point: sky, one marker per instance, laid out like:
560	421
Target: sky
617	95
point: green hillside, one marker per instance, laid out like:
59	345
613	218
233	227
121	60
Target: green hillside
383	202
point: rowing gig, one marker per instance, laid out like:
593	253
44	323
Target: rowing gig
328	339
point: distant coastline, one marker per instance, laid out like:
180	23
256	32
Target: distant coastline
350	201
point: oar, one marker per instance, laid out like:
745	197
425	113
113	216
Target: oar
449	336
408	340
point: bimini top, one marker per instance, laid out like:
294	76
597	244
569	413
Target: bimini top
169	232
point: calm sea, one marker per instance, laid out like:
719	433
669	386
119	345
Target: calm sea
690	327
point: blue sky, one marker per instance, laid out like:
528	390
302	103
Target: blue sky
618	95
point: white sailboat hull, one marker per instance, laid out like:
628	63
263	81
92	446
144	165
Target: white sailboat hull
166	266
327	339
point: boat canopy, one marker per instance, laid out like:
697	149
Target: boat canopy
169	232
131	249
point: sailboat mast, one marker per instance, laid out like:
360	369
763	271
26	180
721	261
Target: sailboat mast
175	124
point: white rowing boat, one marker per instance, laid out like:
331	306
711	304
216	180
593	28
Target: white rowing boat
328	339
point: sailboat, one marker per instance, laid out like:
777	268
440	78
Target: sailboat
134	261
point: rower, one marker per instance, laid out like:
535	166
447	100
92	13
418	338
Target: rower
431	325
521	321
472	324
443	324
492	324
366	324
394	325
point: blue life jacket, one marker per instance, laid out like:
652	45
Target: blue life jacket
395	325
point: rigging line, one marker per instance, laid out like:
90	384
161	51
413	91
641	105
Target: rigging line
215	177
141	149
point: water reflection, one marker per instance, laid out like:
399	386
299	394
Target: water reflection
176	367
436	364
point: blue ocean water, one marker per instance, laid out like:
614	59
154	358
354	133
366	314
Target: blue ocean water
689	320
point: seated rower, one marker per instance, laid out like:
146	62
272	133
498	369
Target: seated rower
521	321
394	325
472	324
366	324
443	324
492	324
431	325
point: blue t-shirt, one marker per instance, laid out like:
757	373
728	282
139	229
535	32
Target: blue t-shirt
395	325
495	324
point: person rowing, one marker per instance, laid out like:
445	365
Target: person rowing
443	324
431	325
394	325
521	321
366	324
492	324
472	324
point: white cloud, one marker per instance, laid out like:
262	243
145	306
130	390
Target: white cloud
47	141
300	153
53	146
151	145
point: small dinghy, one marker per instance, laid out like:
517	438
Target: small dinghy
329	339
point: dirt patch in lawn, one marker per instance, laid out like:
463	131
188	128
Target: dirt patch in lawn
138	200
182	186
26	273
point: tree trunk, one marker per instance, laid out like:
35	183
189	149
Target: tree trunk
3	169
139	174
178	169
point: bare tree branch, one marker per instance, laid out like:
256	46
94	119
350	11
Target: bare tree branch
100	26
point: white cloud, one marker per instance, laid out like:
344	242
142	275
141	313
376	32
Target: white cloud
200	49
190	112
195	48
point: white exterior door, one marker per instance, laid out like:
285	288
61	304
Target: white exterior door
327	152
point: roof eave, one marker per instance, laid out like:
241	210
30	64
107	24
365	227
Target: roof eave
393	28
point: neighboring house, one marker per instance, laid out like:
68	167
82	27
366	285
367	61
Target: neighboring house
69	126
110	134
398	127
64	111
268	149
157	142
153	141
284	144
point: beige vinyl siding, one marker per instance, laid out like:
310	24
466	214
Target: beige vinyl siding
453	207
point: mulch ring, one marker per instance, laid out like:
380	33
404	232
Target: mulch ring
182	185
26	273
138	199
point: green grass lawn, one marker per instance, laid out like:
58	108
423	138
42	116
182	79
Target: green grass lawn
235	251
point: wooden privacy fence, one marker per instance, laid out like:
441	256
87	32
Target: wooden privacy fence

════════════════════

PROBLEM:
Only the lines from the one containing "point: tree trunk, one" to the end of the listing belong in the output, each reproduced exactly.

EXPECTED OUTPUT:
point: tree trunk, one marker per instance, laid out like:
35	183
189	149
Target: tree trunk
3	169
139	174
178	169
point: bare tree branch, one marker per instance, laid out like:
256	46
94	119
350	11
Target: bare tree branch
100	26
point: white cloud, one marker per instance, laid out like:
344	242
142	275
141	313
376	32
Target: white cloud
200	49
190	112
195	48
point: white exterior door, one marker per instance, laid out like:
285	288
61	304
Target: white exterior door
327	152
point: roof eave, one marker per instance, laid out like:
241	210
30	64
107	24
365	227
Target: roof eave
393	28
point: neighboring house, one marker per instance, laid out like:
68	167
82	27
366	285
367	61
Target: neighboring house
69	126
110	134
398	127
64	111
268	149
157	142
153	141
284	144
point: beige vinyl siding, one marker per instance, laid out like:
310	24
466	214
Target: beige vinyl siding
453	207
point: mulch ring, one marker per instance, laid out like:
380	33
404	232
Target: mulch ring
182	185
26	273
138	199
point: green grass lawn, one marker per instance, laid out like:
58	108
423	138
42	116
182	79
Target: green grass lawn
235	251
point: wooden privacy fence, one marker per instance, laid out like:
441	256
87	32
Target: wooden privacy fence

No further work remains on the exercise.